----- PROVIDED TEXT
From the science side, I just finished reading Reading in the Brain by Stanislas Dehaene, a fascinating general-public work on the current state of our understanding of the neurological underpinnings of literacy. I found it absolutely amazing; I had no idea how much we already knew about the subject. The book focuses on our understanding of the stages of reading between pixel sensing and word recognition. (The later phases, of sentence assembly and meaning extraction, he doesn’t cover) The overall system we have in our brains is fascinating: there appears to be a single pipeline that goes as far as recognizing the invariant shapes of letters, which is using the same circuits as are used to detect the invariant shapes of objects; and then the pipeline branches into a lexicographic pipeline, which does word recognition based on what’s basically a dictionary lookup followed by breakdowns into stems and looking those up, and a phonological pipeline which tries to sound out the word. These run in parallel and the first one to complete (which depends on the word, its familiarity, its presentation, and so on) kicks off the meaning detection and sentence parsing process. This in turn leads to discussions of how we learn to read, abnormalities of the reading system, and so on. He goes into plenty of detail and leaves you with a real sense for the amazing things modern neuroscience is doing.


Every reader has a list of writers whose work they know they will like a priori, before they even know what the book is about. It tends to be a short list; the list of writers whose books one will probably like is considerably longer. The first list is special in that one can merrily dig through the author’s backlist, hunting for new-to-oneself works in the happy expectation that they will be treasures. One can even keep some of their books unread, on hand, as insurance against the day when a good, new book would be the perfect solution to all of life’s problems.
----------
----- SUPPLIED INFORMATION
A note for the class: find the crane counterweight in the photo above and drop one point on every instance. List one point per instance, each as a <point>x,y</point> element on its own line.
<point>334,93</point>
----------
STATED EXERCISE A:
Reproduce the passage of the reading notes starting at "Every reader has" and ending at "of life’s problems.".
STATED EXERCISE B:
Condense the paragraph of the reading notes that begins "Every reader has a list" into a shorter version that keeps its main points.
The listing has no connection to the reading notes.

COMPLETE ANSWER A:
Every reader has a list of writers whose work they know they will like a priori, before they even know what the book is about. It tends to be a short list; the list of writers whose books one will probably like is considerably longer. The first list is special in that one can merrily dig through the author’s backlist, hunting for new-to-oneself works in the happy expectation that they will be treasures. One can even keep some of their books unread, on hand, as insurance against the day when a good, new book would be the perfect solution to all of life’s problems.

COMPLETE ANSWER B:
Every reader has a short list of writers whose books they expect to like before knowing what those books are about, and a much longer list of writers whose books they will probably like. The short list is special because one can happily search that author's backlist for unread works, expecting treasures. One can even keep some of those books unread as insurance for a day when a good new book is exactly what one needs.